** Opening EXCERPTED PASSAGE block **

Dorset Police and Crime Commissioner
- In office 22 November 2012 – 12 May 2021
- Preceded by: Office created
- Succeeded by: David Sidwick

Personal details
- Born: Grantham, Lincolnshire
- Party: Independent Deborah Underhill

= Martyn Underhill =

British independent politician and former police officer

Martyn Underhill is a British independent politician and former police officer who served as the Dorset Police and Crime Commissioner from 2012 to 2021.

He was a Detective Chief Inspector in Sussex Police, who retired in 2009 after 30 years of service. He joined the Metropolitan Police in 1979, transferring to Sussex Police in 1984.

==Police career==
In July 2000, he was the Detective Inspector on Highdown Division who dealt with the disappearance of missing child Sarah Payne, who went missing in Littlehampton on the evening of 1 July. Detective Inspector Underhill was appointed as the Deputy SIO (Senior Investigating Officer) of the enquiry, which became a murder investigation after a body was found near Pulborough on 17 July and identified as that of Sarah Payne the following day. Underhill remained on the investigation until Roy Whiting was convicted of Sarah Payne's murder in December 2001 and sentenced to life imprisonment. He then became Project Manager of Child Rescue Alert, piloting it into Sussex Police in 2002. This alert system is based on Megan's Law in America. Underhill later took this to the Association of Chief Officers (ACPO) Homicide Working Group to ask for the pilot to be introduced nationally, which was achieved by 2006. Underhill was also an adviser [for one day] in the case of Holly Wells and Jessica Chapman, who were abducted and murdered. He then moved to the Training Department in Sussex Police, having qualified as a police trainer, assessor and verifier. On retirement he moved to Dorset. Underhill went on to campaign for safeguarding issues, including Sarah's Law, which was introduced into Dorset in October 2011. Underhill became the Laymember on his Local Safeguarding Children's Board, as well as becoming a trustee for the Bournefree charity. He was a visiting lecturer at Bournemouth University for the School of Applied Science.

** Closing EXCERPTED PASSAGE block **
** Opening INPUT DATA block **

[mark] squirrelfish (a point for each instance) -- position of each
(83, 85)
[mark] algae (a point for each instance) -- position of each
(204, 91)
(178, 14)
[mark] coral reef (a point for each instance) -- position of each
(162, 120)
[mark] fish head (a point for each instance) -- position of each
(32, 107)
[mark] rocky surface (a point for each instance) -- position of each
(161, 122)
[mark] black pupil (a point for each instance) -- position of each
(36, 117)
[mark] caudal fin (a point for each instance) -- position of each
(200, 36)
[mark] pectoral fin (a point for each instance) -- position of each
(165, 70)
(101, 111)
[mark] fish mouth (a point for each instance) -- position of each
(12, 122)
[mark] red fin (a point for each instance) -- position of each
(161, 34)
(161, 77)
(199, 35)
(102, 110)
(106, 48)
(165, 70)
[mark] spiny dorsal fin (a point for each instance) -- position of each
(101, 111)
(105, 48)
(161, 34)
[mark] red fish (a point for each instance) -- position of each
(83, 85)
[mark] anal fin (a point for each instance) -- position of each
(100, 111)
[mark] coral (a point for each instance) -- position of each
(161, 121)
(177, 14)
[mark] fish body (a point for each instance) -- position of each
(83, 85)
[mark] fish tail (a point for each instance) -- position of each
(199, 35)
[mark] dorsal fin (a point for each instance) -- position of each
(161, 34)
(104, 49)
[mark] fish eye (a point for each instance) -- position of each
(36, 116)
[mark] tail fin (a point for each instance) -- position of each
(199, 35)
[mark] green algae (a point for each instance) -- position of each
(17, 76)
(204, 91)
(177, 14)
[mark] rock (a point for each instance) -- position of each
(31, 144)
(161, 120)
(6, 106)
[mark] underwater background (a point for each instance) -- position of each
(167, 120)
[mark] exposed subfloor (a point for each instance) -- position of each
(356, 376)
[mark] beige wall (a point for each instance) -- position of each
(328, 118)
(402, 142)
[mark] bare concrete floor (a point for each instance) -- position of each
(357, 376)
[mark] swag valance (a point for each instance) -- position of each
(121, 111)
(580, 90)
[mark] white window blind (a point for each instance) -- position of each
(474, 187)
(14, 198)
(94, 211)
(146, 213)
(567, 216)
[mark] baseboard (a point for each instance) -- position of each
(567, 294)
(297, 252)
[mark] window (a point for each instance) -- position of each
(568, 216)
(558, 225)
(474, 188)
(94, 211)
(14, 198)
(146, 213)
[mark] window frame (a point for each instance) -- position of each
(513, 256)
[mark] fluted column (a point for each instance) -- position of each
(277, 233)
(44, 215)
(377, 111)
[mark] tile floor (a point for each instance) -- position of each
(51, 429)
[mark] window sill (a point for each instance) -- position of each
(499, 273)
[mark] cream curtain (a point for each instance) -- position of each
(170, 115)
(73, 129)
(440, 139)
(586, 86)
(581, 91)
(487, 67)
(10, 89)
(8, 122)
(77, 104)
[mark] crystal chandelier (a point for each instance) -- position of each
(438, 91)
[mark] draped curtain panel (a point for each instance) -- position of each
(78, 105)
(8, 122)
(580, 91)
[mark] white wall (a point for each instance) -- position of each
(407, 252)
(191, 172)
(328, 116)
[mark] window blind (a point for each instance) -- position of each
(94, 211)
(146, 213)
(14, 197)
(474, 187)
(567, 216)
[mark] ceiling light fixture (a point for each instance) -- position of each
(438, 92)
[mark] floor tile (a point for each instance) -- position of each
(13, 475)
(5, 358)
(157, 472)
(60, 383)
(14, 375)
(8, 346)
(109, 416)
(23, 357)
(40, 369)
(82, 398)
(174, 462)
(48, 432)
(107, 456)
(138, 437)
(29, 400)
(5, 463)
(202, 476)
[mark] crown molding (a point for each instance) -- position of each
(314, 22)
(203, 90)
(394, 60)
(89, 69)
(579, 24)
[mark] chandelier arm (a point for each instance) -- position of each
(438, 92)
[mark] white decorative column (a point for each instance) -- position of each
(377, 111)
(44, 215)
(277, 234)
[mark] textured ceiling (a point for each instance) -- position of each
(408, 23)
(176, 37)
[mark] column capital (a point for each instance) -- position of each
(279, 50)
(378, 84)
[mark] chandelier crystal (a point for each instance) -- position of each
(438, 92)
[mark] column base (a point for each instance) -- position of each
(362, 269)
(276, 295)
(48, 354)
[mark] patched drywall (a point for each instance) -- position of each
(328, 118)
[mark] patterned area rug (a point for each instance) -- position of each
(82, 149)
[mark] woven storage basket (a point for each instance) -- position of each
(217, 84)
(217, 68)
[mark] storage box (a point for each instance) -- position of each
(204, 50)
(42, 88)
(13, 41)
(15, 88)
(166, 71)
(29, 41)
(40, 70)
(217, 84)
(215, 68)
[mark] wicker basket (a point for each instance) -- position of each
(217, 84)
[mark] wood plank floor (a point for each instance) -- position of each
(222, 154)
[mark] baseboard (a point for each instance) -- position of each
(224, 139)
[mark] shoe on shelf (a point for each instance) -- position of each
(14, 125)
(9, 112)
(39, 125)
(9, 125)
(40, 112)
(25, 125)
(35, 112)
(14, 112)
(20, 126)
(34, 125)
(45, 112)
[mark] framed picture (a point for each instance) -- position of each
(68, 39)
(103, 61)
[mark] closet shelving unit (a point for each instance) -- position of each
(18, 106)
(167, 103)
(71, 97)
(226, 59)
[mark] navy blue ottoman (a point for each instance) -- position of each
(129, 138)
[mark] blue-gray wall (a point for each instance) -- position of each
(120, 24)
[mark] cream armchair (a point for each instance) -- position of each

** Closing INPUT DATA block **

ASSIGNMENT 1: In the Martyn Underhill biography, in what year did he join the Metropolitan Police?
ASSIGNMENT 2: List the three things that the Martyn Underhill biography says he qualified as before moving to the Training Department in Sussex Police.
ASSIGNMENT 3: Please reproduce the Martyn Underhill biography from "He was a Detective" to "Police in 1984.".

ANSWER BOX 1: 1979

ANSWER BOX 2:
- Police trainer
- Assessor
- Verifier

ANSWER BOX 3:
He was a Detective Chief Inspector in Sussex Police, who retired in 2009 after 30 years of service. He joined the Metropolitan Police in 1979, transferring to Sussex Police in 1984.